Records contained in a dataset

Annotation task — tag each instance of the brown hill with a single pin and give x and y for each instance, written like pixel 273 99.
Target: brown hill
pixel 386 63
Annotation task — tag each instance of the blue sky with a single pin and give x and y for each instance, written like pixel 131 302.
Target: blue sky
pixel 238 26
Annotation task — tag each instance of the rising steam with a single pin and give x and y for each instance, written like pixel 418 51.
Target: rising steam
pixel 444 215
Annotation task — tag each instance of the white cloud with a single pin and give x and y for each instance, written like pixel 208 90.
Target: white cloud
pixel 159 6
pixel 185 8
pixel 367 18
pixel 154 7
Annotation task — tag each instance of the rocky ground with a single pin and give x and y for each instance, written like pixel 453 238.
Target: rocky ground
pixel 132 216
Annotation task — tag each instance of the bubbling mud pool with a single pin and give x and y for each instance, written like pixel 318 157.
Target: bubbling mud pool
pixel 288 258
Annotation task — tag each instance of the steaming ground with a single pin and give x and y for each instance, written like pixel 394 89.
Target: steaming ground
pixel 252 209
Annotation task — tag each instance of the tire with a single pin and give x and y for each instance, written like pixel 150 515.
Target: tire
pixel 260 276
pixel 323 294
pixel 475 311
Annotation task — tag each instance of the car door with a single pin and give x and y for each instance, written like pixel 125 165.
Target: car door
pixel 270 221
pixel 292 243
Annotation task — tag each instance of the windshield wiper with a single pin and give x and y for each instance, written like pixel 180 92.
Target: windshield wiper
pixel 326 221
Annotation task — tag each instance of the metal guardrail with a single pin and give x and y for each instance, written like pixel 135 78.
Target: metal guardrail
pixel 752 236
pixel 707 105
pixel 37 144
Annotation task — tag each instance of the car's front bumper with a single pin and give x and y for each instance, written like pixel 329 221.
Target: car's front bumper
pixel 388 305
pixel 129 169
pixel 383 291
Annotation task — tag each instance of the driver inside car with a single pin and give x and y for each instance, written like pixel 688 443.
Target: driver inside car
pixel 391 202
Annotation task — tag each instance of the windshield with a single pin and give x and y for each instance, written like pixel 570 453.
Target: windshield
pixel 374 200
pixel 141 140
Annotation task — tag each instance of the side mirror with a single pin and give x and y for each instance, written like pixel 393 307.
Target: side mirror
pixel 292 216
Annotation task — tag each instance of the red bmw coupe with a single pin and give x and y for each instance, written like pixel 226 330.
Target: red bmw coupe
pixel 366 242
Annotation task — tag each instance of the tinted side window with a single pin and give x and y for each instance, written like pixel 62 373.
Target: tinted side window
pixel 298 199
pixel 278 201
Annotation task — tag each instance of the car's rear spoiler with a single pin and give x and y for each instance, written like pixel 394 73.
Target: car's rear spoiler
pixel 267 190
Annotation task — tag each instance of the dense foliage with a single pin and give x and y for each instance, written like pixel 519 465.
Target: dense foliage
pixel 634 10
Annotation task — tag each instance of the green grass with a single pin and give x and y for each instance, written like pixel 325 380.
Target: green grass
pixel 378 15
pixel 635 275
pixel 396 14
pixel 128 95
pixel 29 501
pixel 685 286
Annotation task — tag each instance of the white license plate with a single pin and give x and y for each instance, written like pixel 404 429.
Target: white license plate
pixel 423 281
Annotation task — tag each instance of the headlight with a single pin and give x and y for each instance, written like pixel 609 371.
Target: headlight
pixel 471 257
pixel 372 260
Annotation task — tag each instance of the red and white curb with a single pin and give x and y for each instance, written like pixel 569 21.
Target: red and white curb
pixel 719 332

What to produce
Set down every entry again, word for word.

Solution
Annotation task — tag each instance of the brown hill with a single pin and give x and y for each instance, written like pixel 273 99.
Target: brown hill
pixel 386 63
Annotation task — tag each instance of the blue sky with a single pin and give x and y for each instance, written like pixel 131 302.
Target: blue sky
pixel 238 26
Annotation task — tag each instance of the rising steam with a single pin and give x and y for each instance, written like pixel 418 51.
Target: rising steam
pixel 444 215
Annotation task — tag each instance of the white cloud with a single pin and give x and y for each instance, written like pixel 208 90.
Target: white cloud
pixel 159 6
pixel 185 8
pixel 367 18
pixel 154 7
Annotation task — tag each instance of the rocky ground with a single pin and give x and y for each instance, written like pixel 453 238.
Target: rocky ground
pixel 132 216
Annotation task — tag each instance of the bubbling mud pool with a single pin and give x and y for each instance, written like pixel 318 157.
Target: bubbling mud pool
pixel 288 258
Annotation task — tag each instance of the steaming ground with a single pin and give x and y for each instance, written like pixel 394 89.
Target: steaming ground
pixel 252 209
Annotation task — tag each instance of the tire with a single pin and give x and y for each instance, written like pixel 150 515.
Target: tire
pixel 260 276
pixel 323 294
pixel 475 311
Annotation task — tag each instance of the car door with a single pin and give x and y for each instance, written like pixel 125 165.
Target: car door
pixel 270 221
pixel 292 243
Annotation task — tag each instance of the windshield wiper with a single pin and give x and y for each instance, written like pixel 180 92.
Target: windshield wiper
pixel 326 221
Annotation task — tag each instance of the metal guardrail with a single pin and give x and y for each instance, written like pixel 135 78.
Target: metal guardrail
pixel 752 236
pixel 707 105
pixel 37 144
Annotation task — tag each instance of the car's front bumper with a single pin and give x and y for each instance, written like pixel 329 221.
Target: car's front bumper
pixel 388 305
pixel 129 169
pixel 383 291
Annotation task — tag each instance of the driver inside car with a single pin and give x and y for each instance, written like pixel 688 443.
Target: driver inside car
pixel 391 202
Annotation task — tag each instance of the windshield with a single pin and give x and y for each instance, written like pixel 570 453.
Target: windshield
pixel 374 200
pixel 141 140
Annotation task — tag each instance of the side mirror with a single pin and give x and y for each instance, written like pixel 393 307.
Target: side mirror
pixel 292 216
Annotation task — tag each instance of the red bmw coupe with a single pin and give x and y for each instance, written like pixel 226 330.
Target: red bmw coupe
pixel 366 242
Annotation task — tag each instance of the tinted side window with a single pin and give x and y for each instance, written like pixel 62 373.
Target: tinted side window
pixel 298 199
pixel 278 201
Annotation task — tag each instance of the car's rear spoiler with a single pin and give x and y for each instance, written like pixel 394 73.
Target: car's rear spoiler
pixel 267 190
Annotation task — tag each instance of the dense foliage with a single pin and give x and y for each instance, written like pixel 519 465.
Target: dense foliage
pixel 634 10
Annotation task — tag each instance of the green grass with a single pin and give x and y for each instance, written like pixel 325 380.
Target: green grass
pixel 378 15
pixel 635 275
pixel 396 14
pixel 128 95
pixel 29 501
pixel 685 286
Annotation task — tag each instance of the white license plate with a single pin and give x and y for each instance, written like pixel 404 429.
Target: white license plate
pixel 423 281
Annotation task — tag each instance of the headlight with a single pin and give x and y for each instance, written like pixel 609 371.
Target: headlight
pixel 471 257
pixel 372 260
Annotation task — tag each instance of the red and white curb with a single pin and give x and y for each instance, written like pixel 569 21.
Target: red and white curb
pixel 719 332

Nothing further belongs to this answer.